Rigas' revolutionary view of "Greeks" as all the oppressed was aimed at uniting the peoples of the region. However, the spread of ``Greekness'' to these non-Greek people was led by the Greek Orthodox Church, the main agency of Ottoman oppression among its Christian subjects. The Patriarchate pressured its Ottoman allies to suppress the Serbian Patriarchate of Pek and the “Bulgarian” Archbishropic of Ohrid (which may later have developed into a rival “Macedonian” power centre) in 1766-7. The Ottomans had suppressed the Bulgarian Archbishropic of Trnovo 400 years earlier.

Hence for the next century, Greek was the only language used in church throughout the Balkans. When Greece gained independence in 1829, church and state worked together to set up schools to Hellenise the population, not only in Greece but throughout the Ottoman held Balkans. Hellenisation progressed together with the march of commerce in the hands of the nascent Greek capitalist class.

This came up against resistance from sections of the Slavic population. Initially, it was difficult to distinguish separate Bulgarian and Macedonian elements in the national renaissance in the 1840s. The closeness of their languages was combined with their common struggle against Ottoman oppression and the Greek Patriarchate. But what gave this movement momentum was the new power centre developing based on the Bulgarian commercial class on the Black Sea coast and Istanbul, giving it a distinctly “Bulgarian” national character.

:: DATASET ROWS ::
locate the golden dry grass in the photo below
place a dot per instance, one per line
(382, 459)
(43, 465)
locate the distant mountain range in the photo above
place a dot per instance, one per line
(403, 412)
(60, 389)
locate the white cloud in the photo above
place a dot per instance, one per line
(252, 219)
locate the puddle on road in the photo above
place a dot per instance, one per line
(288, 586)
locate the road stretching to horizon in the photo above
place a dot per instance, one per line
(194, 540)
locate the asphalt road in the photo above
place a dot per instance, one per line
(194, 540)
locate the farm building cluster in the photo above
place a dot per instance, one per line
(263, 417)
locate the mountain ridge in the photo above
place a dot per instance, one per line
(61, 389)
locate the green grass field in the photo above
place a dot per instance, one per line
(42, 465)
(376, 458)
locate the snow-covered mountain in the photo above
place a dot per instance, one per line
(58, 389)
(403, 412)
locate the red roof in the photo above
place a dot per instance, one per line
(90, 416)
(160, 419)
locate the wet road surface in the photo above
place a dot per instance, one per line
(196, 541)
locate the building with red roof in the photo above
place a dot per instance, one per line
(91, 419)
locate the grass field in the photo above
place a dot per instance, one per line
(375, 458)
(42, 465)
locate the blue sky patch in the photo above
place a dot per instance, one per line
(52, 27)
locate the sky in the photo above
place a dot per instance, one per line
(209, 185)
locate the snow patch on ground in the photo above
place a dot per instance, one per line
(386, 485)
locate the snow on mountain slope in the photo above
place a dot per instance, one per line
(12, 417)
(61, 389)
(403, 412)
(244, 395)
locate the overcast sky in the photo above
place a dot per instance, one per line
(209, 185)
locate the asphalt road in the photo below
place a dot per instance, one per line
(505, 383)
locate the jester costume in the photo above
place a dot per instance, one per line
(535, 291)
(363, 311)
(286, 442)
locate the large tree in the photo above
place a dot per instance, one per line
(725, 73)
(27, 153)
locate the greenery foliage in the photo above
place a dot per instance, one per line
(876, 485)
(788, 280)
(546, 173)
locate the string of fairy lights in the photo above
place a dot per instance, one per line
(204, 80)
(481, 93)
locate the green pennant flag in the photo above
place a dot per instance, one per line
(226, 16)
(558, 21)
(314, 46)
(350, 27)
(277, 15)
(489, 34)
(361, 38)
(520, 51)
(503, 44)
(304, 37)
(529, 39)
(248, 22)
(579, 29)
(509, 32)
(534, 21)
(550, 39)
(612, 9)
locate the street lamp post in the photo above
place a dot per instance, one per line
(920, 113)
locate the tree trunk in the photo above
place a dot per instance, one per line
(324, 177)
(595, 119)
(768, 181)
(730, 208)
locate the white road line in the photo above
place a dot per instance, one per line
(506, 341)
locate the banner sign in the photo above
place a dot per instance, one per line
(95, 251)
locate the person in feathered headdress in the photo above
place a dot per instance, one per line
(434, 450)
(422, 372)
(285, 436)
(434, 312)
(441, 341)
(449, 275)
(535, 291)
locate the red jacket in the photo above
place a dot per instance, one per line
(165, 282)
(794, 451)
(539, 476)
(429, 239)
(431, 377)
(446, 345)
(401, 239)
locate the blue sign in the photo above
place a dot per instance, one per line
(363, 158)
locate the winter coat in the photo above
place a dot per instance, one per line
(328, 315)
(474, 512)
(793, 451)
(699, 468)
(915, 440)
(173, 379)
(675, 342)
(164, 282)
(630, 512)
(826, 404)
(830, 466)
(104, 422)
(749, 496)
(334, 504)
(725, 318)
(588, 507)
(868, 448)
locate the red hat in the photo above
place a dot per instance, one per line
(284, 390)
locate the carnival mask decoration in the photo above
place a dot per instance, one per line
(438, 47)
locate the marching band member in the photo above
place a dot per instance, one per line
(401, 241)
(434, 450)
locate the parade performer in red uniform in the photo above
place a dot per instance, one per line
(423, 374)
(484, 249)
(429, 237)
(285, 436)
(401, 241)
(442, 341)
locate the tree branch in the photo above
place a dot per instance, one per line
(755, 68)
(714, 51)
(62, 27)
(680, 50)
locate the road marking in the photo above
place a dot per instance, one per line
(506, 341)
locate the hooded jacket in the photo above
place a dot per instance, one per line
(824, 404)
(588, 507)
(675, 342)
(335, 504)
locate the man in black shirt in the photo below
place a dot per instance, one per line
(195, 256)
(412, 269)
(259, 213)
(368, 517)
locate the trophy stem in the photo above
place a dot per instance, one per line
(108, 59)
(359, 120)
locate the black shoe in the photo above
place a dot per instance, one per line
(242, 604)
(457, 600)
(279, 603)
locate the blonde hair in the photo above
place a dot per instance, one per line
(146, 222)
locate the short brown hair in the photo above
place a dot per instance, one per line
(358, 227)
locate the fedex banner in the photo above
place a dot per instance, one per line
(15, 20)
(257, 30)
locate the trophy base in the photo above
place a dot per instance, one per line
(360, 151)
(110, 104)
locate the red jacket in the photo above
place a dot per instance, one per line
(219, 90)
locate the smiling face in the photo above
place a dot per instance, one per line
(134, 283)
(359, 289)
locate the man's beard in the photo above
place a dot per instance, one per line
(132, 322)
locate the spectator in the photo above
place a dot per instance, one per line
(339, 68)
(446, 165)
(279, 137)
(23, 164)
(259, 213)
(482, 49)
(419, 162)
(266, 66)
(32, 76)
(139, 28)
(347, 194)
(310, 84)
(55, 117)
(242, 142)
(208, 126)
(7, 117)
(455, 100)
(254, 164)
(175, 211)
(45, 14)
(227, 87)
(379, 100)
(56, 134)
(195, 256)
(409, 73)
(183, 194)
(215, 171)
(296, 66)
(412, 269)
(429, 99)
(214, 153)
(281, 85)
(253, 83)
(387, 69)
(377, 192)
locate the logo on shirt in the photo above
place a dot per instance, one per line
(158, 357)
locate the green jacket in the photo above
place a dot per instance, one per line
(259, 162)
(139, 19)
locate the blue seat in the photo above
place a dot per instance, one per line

:: CHALLENGES ::
1 > Which years or decades does the passage on Hellenisation in the Balkans name?
2 > Set down word for word the part of the passage on Hellenisation in the Balkans that opens with the words containing "Hence for the" and closes with "Greek capitalist class.".
The records can be left aside for this work.

:: THE ANSWERS ::
1 > 1766-7, 1829, the 1840s

2 >
Hence for the next century, Greek was the only language used in church throughout the Balkans. When Greece gained independence in 1829, church and state worked together to set up schools to Hellenise the population, not only in Greece but throughout the Ottoman held Balkans. Hellenisation progressed together with the march of commerce in the hands of the nascent Greek capitalist class.